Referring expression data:
:::

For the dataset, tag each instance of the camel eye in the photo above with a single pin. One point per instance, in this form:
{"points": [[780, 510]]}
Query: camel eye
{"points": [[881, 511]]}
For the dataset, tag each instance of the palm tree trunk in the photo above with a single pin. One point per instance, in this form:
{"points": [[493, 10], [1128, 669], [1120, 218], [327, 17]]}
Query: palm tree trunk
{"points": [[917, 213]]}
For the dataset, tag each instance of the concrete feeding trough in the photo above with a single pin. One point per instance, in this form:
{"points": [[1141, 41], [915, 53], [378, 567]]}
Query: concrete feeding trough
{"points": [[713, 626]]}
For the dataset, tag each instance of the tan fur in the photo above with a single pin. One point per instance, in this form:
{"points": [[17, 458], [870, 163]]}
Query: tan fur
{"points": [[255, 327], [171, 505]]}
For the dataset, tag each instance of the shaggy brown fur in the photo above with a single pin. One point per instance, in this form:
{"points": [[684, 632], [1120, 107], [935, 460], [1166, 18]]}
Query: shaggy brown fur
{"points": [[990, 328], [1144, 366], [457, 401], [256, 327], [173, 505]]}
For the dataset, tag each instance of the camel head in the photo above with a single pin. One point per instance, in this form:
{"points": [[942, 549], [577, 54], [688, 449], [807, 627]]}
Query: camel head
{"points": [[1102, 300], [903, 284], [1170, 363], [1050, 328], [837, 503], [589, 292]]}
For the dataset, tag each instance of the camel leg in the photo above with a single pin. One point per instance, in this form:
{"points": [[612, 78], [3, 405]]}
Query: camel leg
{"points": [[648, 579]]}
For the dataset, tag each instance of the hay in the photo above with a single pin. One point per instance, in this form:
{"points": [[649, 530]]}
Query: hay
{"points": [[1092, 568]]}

:::

WORK REQUIRED: With nothing added or left out, print the data again.

EXERCISE RESPONSE:
For the dataset, tag each instance of the camel eye in the photo above with a single pin. One point per instance, in this form:
{"points": [[780, 510]]}
Query: camel eye
{"points": [[881, 511]]}
For the dataset, tag each instance of the palm tree trunk in the photo above with a single pin. One point per instance, in this form:
{"points": [[493, 10], [1128, 669], [1120, 218], [327, 17]]}
Query: palm tree trunk
{"points": [[917, 213]]}
For the dataset, tag each instance of the concrete feeding trough in the photo above with a single pin. One point per instance, in this form:
{"points": [[1141, 41], [915, 53], [378, 567]]}
Query: concrete feeding trough
{"points": [[713, 626]]}
For the dataset, tag each instance of the tan fur in the photo above with a single pin. One point per instance, in this form:
{"points": [[17, 458], [870, 163]]}
Query: tan fur
{"points": [[255, 327], [171, 505]]}
For the dataset, tag each instance of the shaggy brown fur in the photo above with a single pin. One point per instance, in this form:
{"points": [[684, 632], [1120, 107], [935, 460], [1166, 18]]}
Query: shaggy brown fur
{"points": [[990, 328], [1144, 366], [457, 401], [256, 327], [173, 505]]}
For the dataset, tag each instance of the camel head in the photo above with a single pin. One point per instance, in this form:
{"points": [[942, 549], [577, 54], [688, 449], [807, 627]]}
Query: camel head
{"points": [[1102, 300], [903, 284], [1170, 363], [1050, 328], [837, 503], [589, 292]]}
For the dataset, tag each instance of the camel leg in the photo above with a single pin. One point per instance, in this form:
{"points": [[612, 78], [3, 405]]}
Query: camel leg
{"points": [[648, 579]]}
For the dataset, tag each instance of the hay in the photo above with a single pin. One point per instance, in this form:
{"points": [[649, 530]]}
Query: hay
{"points": [[1092, 568]]}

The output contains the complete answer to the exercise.